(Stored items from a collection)
..............................

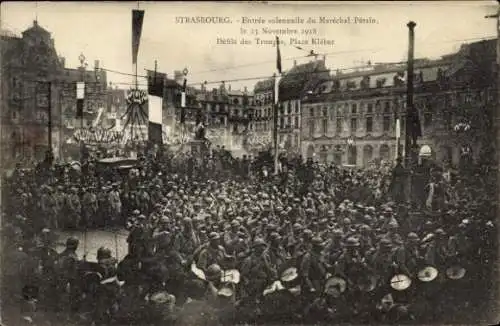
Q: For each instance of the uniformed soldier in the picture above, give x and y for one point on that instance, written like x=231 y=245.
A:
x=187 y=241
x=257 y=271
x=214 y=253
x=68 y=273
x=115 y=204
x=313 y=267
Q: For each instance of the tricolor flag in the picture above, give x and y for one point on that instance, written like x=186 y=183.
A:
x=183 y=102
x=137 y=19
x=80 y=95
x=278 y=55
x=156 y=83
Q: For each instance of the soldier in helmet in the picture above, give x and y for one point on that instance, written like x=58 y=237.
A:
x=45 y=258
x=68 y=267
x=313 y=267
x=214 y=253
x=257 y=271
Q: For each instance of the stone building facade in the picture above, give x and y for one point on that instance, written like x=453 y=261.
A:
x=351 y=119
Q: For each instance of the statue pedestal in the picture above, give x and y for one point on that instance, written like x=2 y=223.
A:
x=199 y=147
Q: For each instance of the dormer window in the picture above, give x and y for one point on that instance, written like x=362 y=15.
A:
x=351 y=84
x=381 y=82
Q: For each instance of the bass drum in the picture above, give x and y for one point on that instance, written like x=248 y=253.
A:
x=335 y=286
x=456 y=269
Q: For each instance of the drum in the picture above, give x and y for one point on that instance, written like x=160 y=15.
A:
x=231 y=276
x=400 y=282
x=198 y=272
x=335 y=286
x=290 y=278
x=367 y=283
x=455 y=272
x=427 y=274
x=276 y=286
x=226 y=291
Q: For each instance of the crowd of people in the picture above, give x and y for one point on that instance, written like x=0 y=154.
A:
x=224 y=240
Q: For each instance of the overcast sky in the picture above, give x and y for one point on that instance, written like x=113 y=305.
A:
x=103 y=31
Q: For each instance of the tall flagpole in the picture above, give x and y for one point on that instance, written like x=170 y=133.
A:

..............................

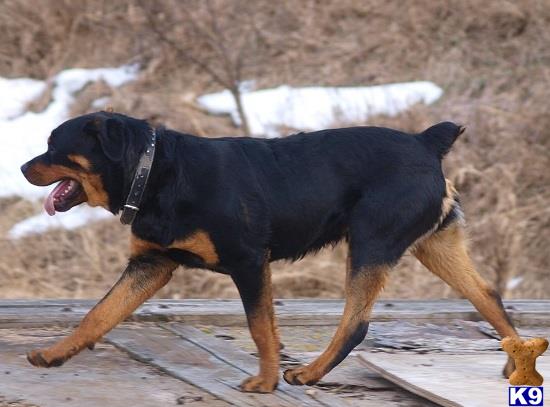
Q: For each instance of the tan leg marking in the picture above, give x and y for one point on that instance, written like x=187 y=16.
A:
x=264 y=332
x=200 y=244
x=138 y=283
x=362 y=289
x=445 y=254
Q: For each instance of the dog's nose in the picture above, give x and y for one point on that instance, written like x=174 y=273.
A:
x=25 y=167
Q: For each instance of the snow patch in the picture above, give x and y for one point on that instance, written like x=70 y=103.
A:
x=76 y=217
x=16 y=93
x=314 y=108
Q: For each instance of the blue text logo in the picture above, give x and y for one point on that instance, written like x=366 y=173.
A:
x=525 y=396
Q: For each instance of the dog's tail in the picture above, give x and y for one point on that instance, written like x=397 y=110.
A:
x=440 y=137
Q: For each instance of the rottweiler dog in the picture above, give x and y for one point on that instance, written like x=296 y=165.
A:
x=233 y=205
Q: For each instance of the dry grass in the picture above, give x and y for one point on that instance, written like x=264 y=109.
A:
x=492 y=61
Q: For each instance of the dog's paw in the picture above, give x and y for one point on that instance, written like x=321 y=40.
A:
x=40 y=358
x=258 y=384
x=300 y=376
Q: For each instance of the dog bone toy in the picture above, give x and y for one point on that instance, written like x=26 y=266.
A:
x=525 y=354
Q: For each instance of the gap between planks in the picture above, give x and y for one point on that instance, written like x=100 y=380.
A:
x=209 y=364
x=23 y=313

..............................

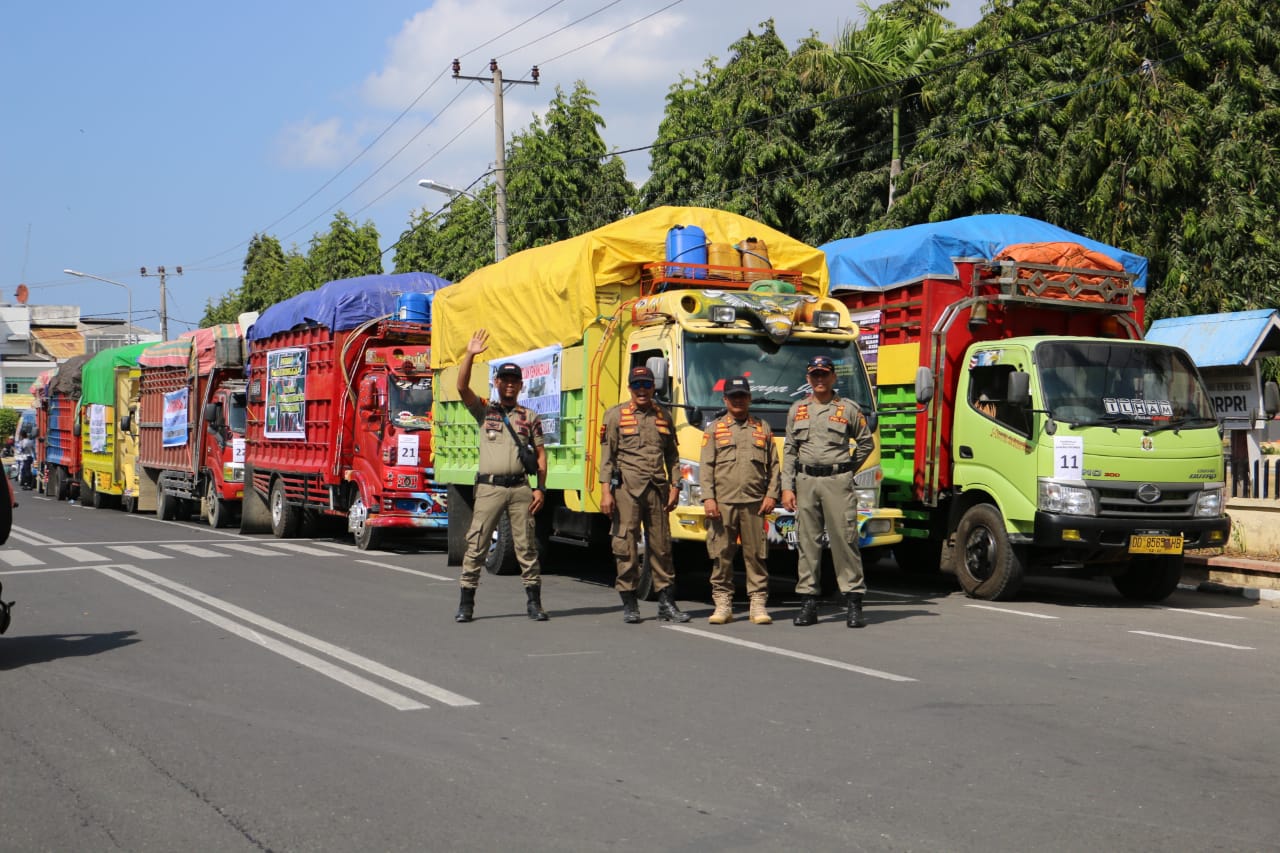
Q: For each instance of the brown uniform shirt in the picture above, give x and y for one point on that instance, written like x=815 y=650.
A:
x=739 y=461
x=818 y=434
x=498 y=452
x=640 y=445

..............................

* What is being asked
Across the entries above, how many lines carry the word "drum"? Write only the number.

* Problem solution
2